TEXTO DADO —
----

Post censurado de Renato Cisneros en blog de RPP
Condones en la Catedral
Mi papá no hablaba de sexo. Nunca. Sospecho que era porque en su casa tampoco se abordaba el tema con naturalidad. Fue a insistencia de mi madre que mi padre –renunciando a su natural parquedad en esos temas ásperos, incómodos– tomó cartas en el asunto para que yo, su hijo de catorce años recién cumplidos, obtuviera alguna información y no me descarriara pipilépticamente.

----

FILAS GUARDADAS —
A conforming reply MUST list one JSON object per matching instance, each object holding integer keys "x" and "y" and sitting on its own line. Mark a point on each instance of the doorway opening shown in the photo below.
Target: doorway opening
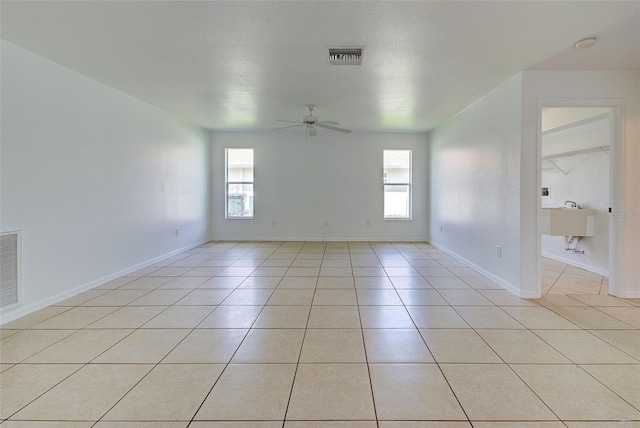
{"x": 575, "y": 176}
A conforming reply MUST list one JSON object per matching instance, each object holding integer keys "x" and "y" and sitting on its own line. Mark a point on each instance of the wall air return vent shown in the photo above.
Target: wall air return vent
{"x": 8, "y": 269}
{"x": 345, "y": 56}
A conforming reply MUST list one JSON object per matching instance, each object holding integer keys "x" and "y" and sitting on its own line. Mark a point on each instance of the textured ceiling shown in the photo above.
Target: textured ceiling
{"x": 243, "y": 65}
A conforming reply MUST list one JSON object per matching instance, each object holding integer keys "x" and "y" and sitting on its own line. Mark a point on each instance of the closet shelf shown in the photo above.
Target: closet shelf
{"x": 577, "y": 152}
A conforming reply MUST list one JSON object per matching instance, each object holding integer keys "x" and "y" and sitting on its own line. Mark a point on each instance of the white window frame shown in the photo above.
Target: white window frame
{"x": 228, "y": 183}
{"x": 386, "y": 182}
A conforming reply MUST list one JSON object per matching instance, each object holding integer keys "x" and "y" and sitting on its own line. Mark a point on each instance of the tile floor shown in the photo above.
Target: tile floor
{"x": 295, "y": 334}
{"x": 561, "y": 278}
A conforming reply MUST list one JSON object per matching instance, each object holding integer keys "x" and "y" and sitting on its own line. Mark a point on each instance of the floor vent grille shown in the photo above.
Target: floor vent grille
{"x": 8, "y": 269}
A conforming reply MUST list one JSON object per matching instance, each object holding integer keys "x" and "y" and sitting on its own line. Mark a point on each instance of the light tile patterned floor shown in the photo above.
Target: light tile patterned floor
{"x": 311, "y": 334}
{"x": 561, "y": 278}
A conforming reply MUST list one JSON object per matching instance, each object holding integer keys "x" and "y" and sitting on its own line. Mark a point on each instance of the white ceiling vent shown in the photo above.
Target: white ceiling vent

----

CONJUNTO DE TAREAS —
a) Contesta estas preguntas sobre el texto del padre que no hablaba de sexo:
(i) ¿En qué blog estaba el post?
(ii) ¿Por insistencia de quién tomó cartas en el asunto el padre?
(iii) ¿Qué edad tenía el hijo entonces?
b) Prolonga el texto del padre que no hablaba de sexo a partir de su última frase.

RESPUESTAS POR TAREA —
a)
(i) En el blog de RPP.
(ii) Por insistencia de la madre.
(iii) Catorce años recién cumplidos.

b)
Fue así que una mañana de sábado de 1990, mientras me cambiaba para ir a jugar fútbol, recibí mi única peculiar clase de educación sexual familiar: hundí mi pie derecho en la zapatilla e identifiqué un cuerpo extraño, blando en el fondo del zapato. Pensé que se trataba de una cucaracha y, azorado, retiré violentamente el pie. Cuando puse la Reebook de cabeza lo que cayó al suelo no fue un insecto, sino un condón. Uno rojo. Mi padre no había encontrado mejor manera de ‘hablarme’ de sexo que camuflando un preservativo en mi zapatilla. Ya con el condón en el bolsillo, empecé a buscar información por mi cuenta para usarlo adecuadamente. Entonces no había Internet, ni cable. Tampoco era sencillo plantarse en una farmacia y pedirle a la boticaria que te explicara cómo funcionaba el jebe. Te miraban como si fueses una tarántula. Como Cipriani miraría al ministro de Salud, más o menos.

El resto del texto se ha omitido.